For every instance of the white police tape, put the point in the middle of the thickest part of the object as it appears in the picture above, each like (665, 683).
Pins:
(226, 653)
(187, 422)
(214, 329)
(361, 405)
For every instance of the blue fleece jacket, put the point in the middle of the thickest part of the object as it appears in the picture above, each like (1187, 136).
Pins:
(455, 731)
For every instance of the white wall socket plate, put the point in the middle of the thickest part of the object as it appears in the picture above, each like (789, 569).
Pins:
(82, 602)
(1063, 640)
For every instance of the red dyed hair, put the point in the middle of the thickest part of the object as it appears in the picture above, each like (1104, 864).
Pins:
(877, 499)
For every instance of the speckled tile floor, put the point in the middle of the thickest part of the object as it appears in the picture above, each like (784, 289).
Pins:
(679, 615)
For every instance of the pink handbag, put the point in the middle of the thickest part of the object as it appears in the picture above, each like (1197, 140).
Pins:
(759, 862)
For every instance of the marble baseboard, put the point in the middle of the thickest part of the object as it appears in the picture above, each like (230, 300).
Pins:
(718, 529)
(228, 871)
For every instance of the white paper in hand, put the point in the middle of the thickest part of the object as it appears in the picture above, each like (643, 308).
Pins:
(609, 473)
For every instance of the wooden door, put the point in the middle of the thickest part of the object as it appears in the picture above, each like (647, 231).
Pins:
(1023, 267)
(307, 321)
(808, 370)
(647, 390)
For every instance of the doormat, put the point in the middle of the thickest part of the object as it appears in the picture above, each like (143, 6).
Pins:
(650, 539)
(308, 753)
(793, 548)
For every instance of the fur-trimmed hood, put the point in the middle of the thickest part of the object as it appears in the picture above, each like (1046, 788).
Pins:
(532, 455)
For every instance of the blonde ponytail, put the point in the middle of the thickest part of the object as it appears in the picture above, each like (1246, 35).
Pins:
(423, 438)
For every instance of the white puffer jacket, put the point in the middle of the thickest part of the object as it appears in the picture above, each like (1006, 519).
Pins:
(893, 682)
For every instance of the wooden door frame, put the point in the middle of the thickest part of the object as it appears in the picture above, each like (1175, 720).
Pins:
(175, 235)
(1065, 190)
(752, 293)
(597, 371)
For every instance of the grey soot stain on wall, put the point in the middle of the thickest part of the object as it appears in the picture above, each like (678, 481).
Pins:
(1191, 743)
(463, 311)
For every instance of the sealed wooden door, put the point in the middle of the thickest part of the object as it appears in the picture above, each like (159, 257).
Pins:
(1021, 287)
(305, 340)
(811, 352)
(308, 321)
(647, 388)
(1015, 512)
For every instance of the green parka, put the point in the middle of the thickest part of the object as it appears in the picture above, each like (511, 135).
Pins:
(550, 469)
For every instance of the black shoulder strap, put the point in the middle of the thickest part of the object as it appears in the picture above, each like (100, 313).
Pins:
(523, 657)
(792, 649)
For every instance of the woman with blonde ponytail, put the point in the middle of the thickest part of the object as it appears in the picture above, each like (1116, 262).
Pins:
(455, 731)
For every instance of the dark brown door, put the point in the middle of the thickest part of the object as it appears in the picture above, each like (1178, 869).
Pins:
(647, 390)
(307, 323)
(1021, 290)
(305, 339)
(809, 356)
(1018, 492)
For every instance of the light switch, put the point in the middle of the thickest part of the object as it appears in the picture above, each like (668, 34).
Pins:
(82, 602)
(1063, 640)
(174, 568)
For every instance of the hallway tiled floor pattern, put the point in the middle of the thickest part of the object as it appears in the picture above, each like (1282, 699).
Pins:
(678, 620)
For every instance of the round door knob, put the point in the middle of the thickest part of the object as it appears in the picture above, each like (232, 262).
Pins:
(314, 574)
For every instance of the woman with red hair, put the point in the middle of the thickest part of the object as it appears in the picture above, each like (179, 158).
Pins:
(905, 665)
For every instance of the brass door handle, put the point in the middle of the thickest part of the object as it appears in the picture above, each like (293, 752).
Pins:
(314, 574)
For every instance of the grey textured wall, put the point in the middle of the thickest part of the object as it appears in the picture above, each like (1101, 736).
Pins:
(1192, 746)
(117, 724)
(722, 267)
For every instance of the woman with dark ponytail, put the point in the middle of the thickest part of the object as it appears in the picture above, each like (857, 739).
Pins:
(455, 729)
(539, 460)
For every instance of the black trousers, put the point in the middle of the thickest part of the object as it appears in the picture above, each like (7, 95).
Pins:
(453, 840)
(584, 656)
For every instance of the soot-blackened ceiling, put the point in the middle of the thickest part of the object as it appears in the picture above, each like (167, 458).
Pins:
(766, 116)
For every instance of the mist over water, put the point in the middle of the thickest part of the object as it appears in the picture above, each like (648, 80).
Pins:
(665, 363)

* * *

GOAL:
Reproduce all of the data above word for word, changing nothing.

RESULT FOR THIS EXERCISE:
For every instance of the white police tape, put the point in the middle of the thickest part of the object as it appears in the picture above, each like (665, 683).
Pins:
(226, 653)
(187, 422)
(214, 329)
(361, 405)
For every instance of the blue fleece jacket, put the point in the middle of the thickest part of the object as it appears in the picture above, each like (1187, 136).
Pins:
(455, 731)
For every instance of the white wall socket plate, put the point in the middle of the thickest part of the object as it appears in the picture above, each like (789, 569).
Pins:
(82, 602)
(1063, 640)
For every instance of the red dyed hair, put the point in the middle of the thickest part of the object as it appears in the picture above, each like (1104, 864).
Pins:
(877, 499)
For every instance of the speckled tile floor, put the point in the middle of the thickest part of the object as it appears in the picture above, each like (784, 289).
Pins:
(679, 615)
For every instance of the pink handbag, put the point in the middle of the thickest part of the object as it appears in the picture above, each like (1197, 140).
Pins:
(759, 862)
For every instance of the marble baseboard, put the point in the middle of the thickest part of the object as it appears in the picture above, each like (230, 300).
Pins:
(718, 529)
(228, 871)
For every instance of the white paper in hand, put the point in the middle of the thickest part of the object as it appears in the picture above, each like (643, 308).
Pins:
(609, 473)
For every instance of the wooden door, put the point in the middle of the thickest part of the object as it appears in the picture above, each like (647, 231).
Pins:
(1023, 267)
(307, 321)
(808, 370)
(647, 390)
For every instance of the doormat, put the point in the middle of the thickest part of the object as it appears in the picture above, each like (143, 6).
Pins:
(650, 539)
(308, 753)
(793, 548)
For every instance of the fur-trimmed hood, put the point in the middle of the thickest part of the object as it appears in the picture above, each like (1046, 788).
Pins:
(532, 455)
For every instance of the blonde ponytail, put the point in the middle of the thickest part of the object as it appears in the picture above, each like (1246, 35).
Pins:
(423, 438)
For every instance of the white puffer jacket, put the point in the middle of the thickest part of the object as it appears in the picture above, each like (1006, 519).
Pins:
(893, 682)
For every instance of the wooden door frame, put the point in the middle of the thickest part of the object as it appears in the picture above, each like (1175, 720).
Pins:
(175, 235)
(1065, 190)
(752, 293)
(597, 371)
For every instance of the grey soot stain on wall, put the point in the middle of the thickest part of the object as it appears in the picture above, each like (678, 481).
Pins:
(1191, 743)
(463, 311)
For every instance of the sealed wooden door, put the point in the middle of the thickest part of the object as it appears in the picture above, each like (159, 257).
Pins:
(1021, 287)
(305, 340)
(811, 352)
(308, 321)
(647, 388)
(1015, 512)
For every instance of the green parka, put the point in the middle of the thickest part of the object as it appears in the picture above, each like (511, 135).
Pins:
(550, 469)
For every instance of the black shoulder strap, put the point in the middle of the thickest part of the object as it appears in the picture above, each like (100, 313).
Pins:
(523, 657)
(792, 649)
For every instance of the woman with blonde ponytail, put the point in the middle of the thickest part of the object as it appears in the picture above, each like (1116, 262).
Pins:
(455, 731)
For every instance of the dark brown door, put the point in the middle of the thickest part of the object as it appears in the picture above, each like (1178, 869).
Pins:
(647, 390)
(307, 323)
(1021, 290)
(305, 339)
(809, 356)
(1018, 492)
For every instance of the light switch, put the point in the middle of the thickest part of the object as it appears in the picture above, each like (668, 34).
Pins:
(82, 602)
(1063, 640)
(174, 568)
For every instance of the hallway tiled floor pattern, put the point in the middle of the thickest part of the object as it appears in the picture above, each like (1282, 699).
Pins:
(678, 620)
For every instance of the round door knob, put the point in the middle of the thickest part of the object as it appears in the picture above, each like (232, 262).
Pins:
(314, 574)
For every instance of the woman with red hair, put the point in the middle of the thickest part of the object as it appears in the picture above, each like (179, 158).
Pins:
(905, 665)
For every instance of the brass door handle, put the point in the middle of the thickest part of the object as it appears in the picture above, each like (293, 752).
Pins:
(314, 574)
For every instance of the grey textured wall, put the point in the middle of the thickest part of the object as it appears in the picture above, each like (1101, 736).
Pins:
(1192, 746)
(117, 724)
(722, 267)
For every instance of the woman with dark ponytail, put the point in the middle of the thickest part of the object as it appears in the picture above, each like (857, 739).
Pins:
(455, 729)
(539, 460)
For every instance of the black trousers, put the point in the middle of the thickest part of the object as it appears in the picture above, each like (7, 95).
Pins:
(453, 840)
(584, 656)
For every instance of the soot-blackened ceiling, put the point in the middle of the thickest part of the object as it appears in the picture above, each like (167, 458).
Pins:
(766, 116)
For every instance of the mist over water, put the point in the middle of the thickest part of the object as it appears in the picture above, each like (648, 80).
Pins:
(665, 363)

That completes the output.